▶ [AUSZUG]
::::
6.1.6   Hörsäle, RG A3

Bitte lesen Sie zunächst die für alle Kapitel „übergeordneten“ Hinweise unter 6.1.

„Hörsäle sind wie Klassenräume, nur größer.“
Die Meinung, man könne genau die gleichen Gestaltungsprinzipien anwenden, wie in Kapitel 6.1.1 beschrieben, trifft nicht zu! In Klassenräumen wird längst nicht mehr nur frontal unterrichtet, in Hörsälen aber schon, denn in Hochschulen findet die Gruppenarbeit in Seminaren und Praktika statt. Zur Studienzeit des Verfassers fand Einzelarbeit „auf der Bude“ und Gruppenarbeit in den Kneipen statt.

Mehr als auf einen Bierdeckel draufgeht,
kann man auf einmal sowieso nicht behalten.
::::
▶ [IHRE AUFGABEN]
1. Entnehmen Sie dem Auszug über Hörsäle wortgetreu die Passage, die mit „Bitte lesen Sie“ beginnt und sich bis „den Kneipen statt.“ erstreckt.
2. Nennen Sie sämtliche Kapitelnummern, die im Auszug über Hörsäle vorkommen.
3. Führen Sie den Text über Hörsäle im Anschluss an seinen letzten Satz weiter.

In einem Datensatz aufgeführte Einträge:
::::
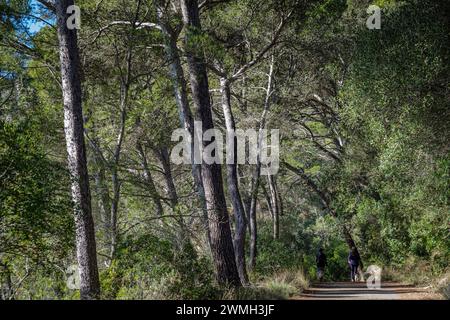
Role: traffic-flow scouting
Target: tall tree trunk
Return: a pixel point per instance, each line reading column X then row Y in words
column 275, row 206
column 254, row 186
column 76, row 150
column 104, row 200
column 324, row 198
column 149, row 180
column 221, row 240
column 176, row 74
column 233, row 183
column 163, row 155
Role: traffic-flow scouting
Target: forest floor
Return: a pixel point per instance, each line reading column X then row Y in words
column 359, row 291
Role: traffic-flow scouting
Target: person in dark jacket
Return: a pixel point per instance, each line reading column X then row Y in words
column 353, row 262
column 321, row 262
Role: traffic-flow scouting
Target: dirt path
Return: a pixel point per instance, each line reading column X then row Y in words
column 359, row 291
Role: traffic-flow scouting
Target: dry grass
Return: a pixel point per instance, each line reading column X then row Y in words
column 280, row 286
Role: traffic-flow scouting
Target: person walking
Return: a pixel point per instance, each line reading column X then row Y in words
column 321, row 262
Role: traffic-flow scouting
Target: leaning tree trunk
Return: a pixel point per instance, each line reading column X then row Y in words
column 76, row 150
column 163, row 155
column 149, row 180
column 221, row 241
column 233, row 183
column 176, row 74
column 257, row 173
column 275, row 206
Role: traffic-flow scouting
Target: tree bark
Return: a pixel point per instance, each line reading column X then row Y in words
column 273, row 195
column 76, row 150
column 149, row 180
column 163, row 155
column 176, row 74
column 254, row 186
column 221, row 241
column 233, row 183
::::
▶ [LÖSUNGEN]
1.
Bitte lesen Sie zunächst die für alle Kapitel „übergeordneten“ Hinweise unter 6.1.

„Hörsäle sind wie Klassenräume, nur größer.“
Die Meinung, man könne genau die gleichen Gestaltungsprinzipien anwenden, wie in Kapitel 6.1.1 beschrieben, trifft nicht zu! In Klassenräumen wird längst nicht mehr nur frontal unterrichtet, in Hörsälen aber schon, denn in Hochschulen findet die Gruppenarbeit in Seminaren und Praktika statt. Zur Studienzeit des Verfassers fand Einzelarbeit „auf der Bude“ und Gruppenarbeit in den Kneipen statt.

2. 6.1.6, 6.1, 6.1.1

3.
Hörsäle fassen nicht nur wesentlich mehr Zuhörerinnen als Klassenräume, sie sind auch wesentlich sparsamer oder gar nicht möbliert (mit Ausnahme des Gestühls). Keine Regale mit Büchern oder Material, keine „Kuschelecken“ oder dergleichen wirken ergänzend schallabsorbierend. Auch können Vorlesungen durchaus vor „fast leerem Gestühl“ stattfinden. Die gesamte notwendige Schallabsorptionsfläche muss also fest an Decke und Rückwand (und bisweilen in das Gestühl) eingebaut sein.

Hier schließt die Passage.